◆ ÉNONCÉ DU PROBLÈME
Pouvez-vous rédiger la suite du texte sur les inégalités économiques en France, en reprenant juste après sa dernière phrase ?

Doit-on craindre la hausse des inégalités ?

Résumé

- Les inégalités économiques en France augmentent depuis le milieu des années 2000 et se situent au niveau de la moyenne des pays de l’OCDE.

- La théorie classique prévoyant une relation positive entre le niveau des inégalités économiques et la croissance économique est mise à mal par les études empiriques récentes.

- Il semblerait que les inégalités économiques entrainent un risque de crise économique, une dégradation de l’environnement et du niveau d’éducation d’un pays, une hausse de la criminalité et de l’instabilité politique.

Les inégalités en France

Une idée largement répandue voudrait que la France se distingue des autres pays par un niveau d’inégalité économique très faible. En réalité, lorsque l’on regarde les données disponibles pour les pays de l’OCDE, on se rend compte que la situation française n’est pas aussi clémente (cf. figure 1). En matière d’inégalité de revenu mesuré par le coefficient de Gini après impôts et transferts[1] , la France se situe au niveau de la moyenne des pays de l’OCDE. En 2010, son niveau d’inégalité est certes plus faible que les pays anglo-saxons (États-Unis, Irlande, Australie et Nouvelle-Zélande), mais reste supérieur à un certain nombre de pays, dont les pays scandinaves (Norvège, Suède et Finlande), certains pays d’Europe de l’Est (République Tchèque, Slovénie et République Slovaque) et certains de ses voisins géographiques (Allemagne et Pays-Bas).

Figure 1 : Coefficient de Gini après impôts et transferts en 2010

Note : Il s’agit de l’année 2009 pour la Hongrie, la Nouvelle-Zélande, l’Irlande, le Japon, la Turquie et le Chili. Sources : OCDE, BSi-Economics

Ces différences de niveaux peuvent s’expliquer en partie par le type de société « voulu » par les citoyens. Ainsi, les pays anglo-saxons se caractérisent par la volonté de mettre en avant les efforts individuels ce qui se traduit par de fortes disparités de revenu. A contrario, les pays scandinaves sont connus pour leur volonté d’avoir une échelle de distribution des revenus resserrée et des politiques redistributives importantes. La France se situe à mi-chemin entre le modèle anglo-saxon et celui scandinave en matière d’inégalités. Si les efforts doivent être récompensés, les inégalités qu’ils engendrent sont fortement réduites par notre système fiscal.

◆ JEU DE DONNÉES
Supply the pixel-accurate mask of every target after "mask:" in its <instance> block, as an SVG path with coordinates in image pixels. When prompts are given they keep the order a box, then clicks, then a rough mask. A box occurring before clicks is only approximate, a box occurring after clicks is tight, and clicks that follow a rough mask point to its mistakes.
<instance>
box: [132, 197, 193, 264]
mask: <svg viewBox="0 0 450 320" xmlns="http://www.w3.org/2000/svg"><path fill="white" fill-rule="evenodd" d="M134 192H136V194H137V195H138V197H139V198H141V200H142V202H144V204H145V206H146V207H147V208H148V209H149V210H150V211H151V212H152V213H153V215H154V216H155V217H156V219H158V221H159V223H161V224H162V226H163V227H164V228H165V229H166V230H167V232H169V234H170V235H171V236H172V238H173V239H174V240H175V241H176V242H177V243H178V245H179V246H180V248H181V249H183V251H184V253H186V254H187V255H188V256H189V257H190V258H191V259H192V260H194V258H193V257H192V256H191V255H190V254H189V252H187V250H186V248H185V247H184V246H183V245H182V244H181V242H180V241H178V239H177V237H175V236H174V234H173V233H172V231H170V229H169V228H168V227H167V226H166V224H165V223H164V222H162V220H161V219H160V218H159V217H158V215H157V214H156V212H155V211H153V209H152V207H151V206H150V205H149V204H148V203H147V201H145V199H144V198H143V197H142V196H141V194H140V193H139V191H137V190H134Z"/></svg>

◆ RÉPONSE ATTENDUE
Au-delà du niveau des inégalités en France par rapport aux autres pays de l’OCDE, il importe de regarder les grandes tendances. Selon le coefficient de Gini ou l’indicateur (100-S80)/S20[2] , le niveau des inégalités de niveau de vie est resté stable entre 1996 et le milieu des années 2000 (cf. tableau 1). À partir de 2005 et jusqu’en 2011, les inégalités n’ont fait que d’augmenter et retrouvent leur niveau de 1980 (Fremeaux et Piketty, 2013). D’après l’indicateur interdécile D9/D1[3] , la hausse serait plus récente et débuterait entre 2009 et 2010. Toutefois, l’importance n’est pas de connaitre le début exact de cette tendance à la hausse, mais de comprendre les répercussions que cela peut avoir sur notre société. Ainsi, nous devons nous interroger sur les effets potentiels des inégalités sur le bien-être de la population.

Tableau 1 : Indicateur d’inégalité de niveau de vie entre 1996 et 2011

Selon les classiques, les inégalités économiques seraient source de croissance

Selon l’approche classique, un niveau important d’inégalités économiques est positif pour la société. En effet, les inégalités produisent une incitation importante pour l’innovation favorisant ainsi la croissance économique. D’après cette approche, les individus acceptent d’innover, d’investir et de travailler durement s’ils peuvent bénéficier de revenus conséquents par la suite. Les inégalités ne sont alors que la résultante de la récompense pour des efforts préalablement fournis. Dans cette optique, les inégalités tirent l’ensemble de la société vers le haut.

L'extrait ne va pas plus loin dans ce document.